▶ [Document section]:
________________________________________

# Annual salary to afford living in Brisbane



## Ssweetie_24

Hello everyone,
I realise this can be very subjective and will depend on the life style a person is used to, but what would be a desirable annual salary to live in Brisbane as a family of three (two adults and a one year old)? 
I am not talking about going out every day, but just living normal life, comfortable, with occasional outings.
Many thanks


----------



## JandE

The main thing is the accommodation cost.
That could be $250 pw or $500 pw+, or nothing if you own a home.

Many people live on about $60k. Many even less.

The 2011 Australian census showed:

The average Brisbane resident earns $633 a week, lives in a household that brings in $1,388 a week and pays out $1,950 each month for their mortgage.

But that is almost 5 years ago now.


----------



## Mish

Depends where you want to live and eat. It won't cost as much if you want to eat 2 minute noodles vs someone to wants to eat prawns.

I saw a house in Brisbane recently rented for $570 per week! Ouch!

If you want close it prepare to pay or live in a shoebox. Further out is not as expensive.

2 adults and a child I would make a guess of $100,000 per year (before tax) would be good.


----------



## JandE

Mish said:


> I saw a house in Brisbane recently rented for $570 per week! Ouch!
> 
> If you want close it prepare to pay or live in a shoebox. Further out is not as expensive.


Correct. 4 bed, 2 bath, double garage house on 700sqm for $250 pw about 1 hour to Brisbane, is feasible.


----------



## aussiesteve

JandE said:


> Correct. 4 bed, 2 bath, double garage house on 700sqm for $250 pw about 1 hour to Brisbane, is feasible.


Where is that? I would move in tomorrow! 2 bedroom units in Redcliffe 35 kms North of Brisbane cost $275 per week!


----------



## Mish

aussiesteve said:


> Where is that? I would move in tomorrow! 2 bedroom units in Redcliffe 35 kms North of Brisbane cost $275 per week!


Caboolture maybe or Beenleigh in the other direction.


----------



## JandE

aussiesteve said:


> Where is that? I would move in tomorrow! 2 bedroom units in Redcliffe 35 kms North of Brisbane cost $275 per week!


Redcliffe is near the beaches.
You need to go west of Brisbane, for the reduced housing costs.

But that's the point. People *choose* to pay more as they get more benefits, beach access etc, and only 28kms from the City.

When places like Ipswich are mentioned, or even further out, but still within an hour of Brisbane, most people say they *prefer to pay more* and live in more desirable places.

________________________________________

Pointing and labeling entries:

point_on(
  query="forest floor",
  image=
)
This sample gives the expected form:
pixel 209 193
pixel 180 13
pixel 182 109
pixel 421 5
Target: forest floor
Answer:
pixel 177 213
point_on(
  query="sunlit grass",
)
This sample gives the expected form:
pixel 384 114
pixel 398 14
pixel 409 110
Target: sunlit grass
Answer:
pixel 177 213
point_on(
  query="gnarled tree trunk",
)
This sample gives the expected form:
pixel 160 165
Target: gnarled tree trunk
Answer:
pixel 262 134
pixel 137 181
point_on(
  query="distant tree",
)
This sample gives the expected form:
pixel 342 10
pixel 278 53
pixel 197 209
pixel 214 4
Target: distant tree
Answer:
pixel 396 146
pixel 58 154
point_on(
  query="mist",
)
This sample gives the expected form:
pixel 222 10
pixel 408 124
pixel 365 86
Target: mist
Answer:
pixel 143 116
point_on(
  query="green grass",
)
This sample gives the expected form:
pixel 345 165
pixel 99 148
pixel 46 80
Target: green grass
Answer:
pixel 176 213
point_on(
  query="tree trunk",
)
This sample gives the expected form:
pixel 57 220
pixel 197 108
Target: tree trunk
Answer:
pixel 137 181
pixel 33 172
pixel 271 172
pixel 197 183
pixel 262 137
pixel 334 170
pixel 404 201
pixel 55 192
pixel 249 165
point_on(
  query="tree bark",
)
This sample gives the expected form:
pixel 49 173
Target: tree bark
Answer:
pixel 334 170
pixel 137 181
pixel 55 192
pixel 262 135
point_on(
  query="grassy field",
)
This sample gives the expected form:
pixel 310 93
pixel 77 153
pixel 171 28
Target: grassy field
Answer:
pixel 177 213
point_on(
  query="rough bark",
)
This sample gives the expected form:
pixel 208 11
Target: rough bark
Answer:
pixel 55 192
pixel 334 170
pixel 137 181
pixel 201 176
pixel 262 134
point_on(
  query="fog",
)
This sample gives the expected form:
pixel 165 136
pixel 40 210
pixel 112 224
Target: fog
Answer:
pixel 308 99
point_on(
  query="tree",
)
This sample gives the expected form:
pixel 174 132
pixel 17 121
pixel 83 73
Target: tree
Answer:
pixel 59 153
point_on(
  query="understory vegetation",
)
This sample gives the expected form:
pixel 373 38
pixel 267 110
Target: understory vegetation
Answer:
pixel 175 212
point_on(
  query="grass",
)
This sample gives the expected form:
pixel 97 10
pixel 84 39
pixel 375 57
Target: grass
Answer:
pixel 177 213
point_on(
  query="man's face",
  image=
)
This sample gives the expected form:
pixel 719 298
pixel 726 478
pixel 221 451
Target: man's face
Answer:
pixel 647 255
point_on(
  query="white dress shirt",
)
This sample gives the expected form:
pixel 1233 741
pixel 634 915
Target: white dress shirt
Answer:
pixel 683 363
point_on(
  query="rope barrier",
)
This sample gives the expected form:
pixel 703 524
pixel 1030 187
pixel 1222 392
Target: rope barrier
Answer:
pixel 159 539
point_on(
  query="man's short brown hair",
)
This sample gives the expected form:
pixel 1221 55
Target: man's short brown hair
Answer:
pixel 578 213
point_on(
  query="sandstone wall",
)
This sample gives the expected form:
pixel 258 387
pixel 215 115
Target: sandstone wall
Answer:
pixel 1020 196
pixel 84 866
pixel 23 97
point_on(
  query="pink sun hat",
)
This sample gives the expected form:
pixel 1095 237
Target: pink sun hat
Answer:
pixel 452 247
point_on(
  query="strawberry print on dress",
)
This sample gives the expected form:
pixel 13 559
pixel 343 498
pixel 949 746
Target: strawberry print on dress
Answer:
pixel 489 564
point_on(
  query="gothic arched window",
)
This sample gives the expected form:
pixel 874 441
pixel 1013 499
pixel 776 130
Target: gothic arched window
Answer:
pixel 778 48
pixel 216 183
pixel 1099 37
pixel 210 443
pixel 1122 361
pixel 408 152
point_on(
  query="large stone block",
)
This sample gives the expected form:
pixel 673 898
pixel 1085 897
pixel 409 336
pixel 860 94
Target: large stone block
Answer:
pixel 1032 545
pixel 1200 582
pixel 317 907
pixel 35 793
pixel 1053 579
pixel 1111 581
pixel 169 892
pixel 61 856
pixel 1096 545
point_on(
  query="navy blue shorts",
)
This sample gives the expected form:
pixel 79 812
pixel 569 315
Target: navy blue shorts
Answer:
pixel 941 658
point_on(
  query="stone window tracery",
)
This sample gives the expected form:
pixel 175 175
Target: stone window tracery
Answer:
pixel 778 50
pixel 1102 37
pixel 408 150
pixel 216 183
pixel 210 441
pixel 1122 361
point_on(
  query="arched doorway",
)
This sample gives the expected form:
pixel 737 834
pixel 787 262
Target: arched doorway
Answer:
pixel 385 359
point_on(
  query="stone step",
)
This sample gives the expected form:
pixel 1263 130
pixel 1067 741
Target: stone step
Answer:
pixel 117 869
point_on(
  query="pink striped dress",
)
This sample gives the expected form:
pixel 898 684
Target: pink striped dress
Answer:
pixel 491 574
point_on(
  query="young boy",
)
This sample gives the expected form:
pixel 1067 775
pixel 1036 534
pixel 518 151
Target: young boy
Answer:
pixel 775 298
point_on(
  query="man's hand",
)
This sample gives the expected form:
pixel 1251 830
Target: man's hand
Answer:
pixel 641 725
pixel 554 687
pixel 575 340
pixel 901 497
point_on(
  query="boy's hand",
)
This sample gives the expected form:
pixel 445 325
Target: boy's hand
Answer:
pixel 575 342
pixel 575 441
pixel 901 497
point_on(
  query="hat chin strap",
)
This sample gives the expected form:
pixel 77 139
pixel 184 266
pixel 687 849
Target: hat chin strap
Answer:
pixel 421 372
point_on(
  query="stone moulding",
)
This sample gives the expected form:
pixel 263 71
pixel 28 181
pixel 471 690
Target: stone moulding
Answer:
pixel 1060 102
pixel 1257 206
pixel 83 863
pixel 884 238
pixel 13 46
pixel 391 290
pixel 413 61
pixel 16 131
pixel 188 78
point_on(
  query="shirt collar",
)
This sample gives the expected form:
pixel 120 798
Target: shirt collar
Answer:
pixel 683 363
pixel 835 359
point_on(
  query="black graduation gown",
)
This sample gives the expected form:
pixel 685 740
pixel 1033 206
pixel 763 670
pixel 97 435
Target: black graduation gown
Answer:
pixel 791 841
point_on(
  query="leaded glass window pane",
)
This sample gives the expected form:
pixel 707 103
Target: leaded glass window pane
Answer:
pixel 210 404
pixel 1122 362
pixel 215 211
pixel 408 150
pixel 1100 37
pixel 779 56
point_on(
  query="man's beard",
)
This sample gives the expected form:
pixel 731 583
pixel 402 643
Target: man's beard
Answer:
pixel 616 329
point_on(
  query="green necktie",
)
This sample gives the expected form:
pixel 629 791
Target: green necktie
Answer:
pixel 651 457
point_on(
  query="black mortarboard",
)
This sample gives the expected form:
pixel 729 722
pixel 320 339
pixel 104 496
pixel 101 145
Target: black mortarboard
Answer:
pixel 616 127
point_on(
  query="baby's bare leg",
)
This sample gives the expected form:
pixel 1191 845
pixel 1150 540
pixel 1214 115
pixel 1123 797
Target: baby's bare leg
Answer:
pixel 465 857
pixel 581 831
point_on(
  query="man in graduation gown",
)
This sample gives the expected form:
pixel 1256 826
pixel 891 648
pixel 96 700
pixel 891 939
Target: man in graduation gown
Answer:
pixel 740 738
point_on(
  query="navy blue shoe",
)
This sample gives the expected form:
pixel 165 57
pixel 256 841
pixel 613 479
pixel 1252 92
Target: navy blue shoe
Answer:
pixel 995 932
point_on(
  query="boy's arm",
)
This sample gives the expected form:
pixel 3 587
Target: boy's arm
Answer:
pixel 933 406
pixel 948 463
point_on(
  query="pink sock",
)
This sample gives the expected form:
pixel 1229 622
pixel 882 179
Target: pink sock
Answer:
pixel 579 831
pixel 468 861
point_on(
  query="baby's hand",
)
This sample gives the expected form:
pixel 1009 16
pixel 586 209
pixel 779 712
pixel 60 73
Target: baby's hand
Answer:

________________________________________

▶ [Problem to solve]: From the Brisbane salary thread, repeat the passage that begins at the words "The main thing" and stops after "Many even less.". These entries were taken from a separate source.

▶ [Result of the exercise]:
The main thing is the accommodation cost.
That could be $250 pw or $500 pw+, or nothing if you own a home.

Many people live on about $60k. Many even less.